(Object point labels)
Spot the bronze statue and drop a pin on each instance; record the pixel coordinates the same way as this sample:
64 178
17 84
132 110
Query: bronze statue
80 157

## Written instruction
Rewrite every item above with "stone fountain" substituted for each occurrence of "bronze statue", leaving all other text unchanged.

## Exercise result
Spot the stone fountain and drop a pin on each instance; record the pixel coordinates the same way as this sample:
64 178
17 84
132 110
Query: stone fountain
80 157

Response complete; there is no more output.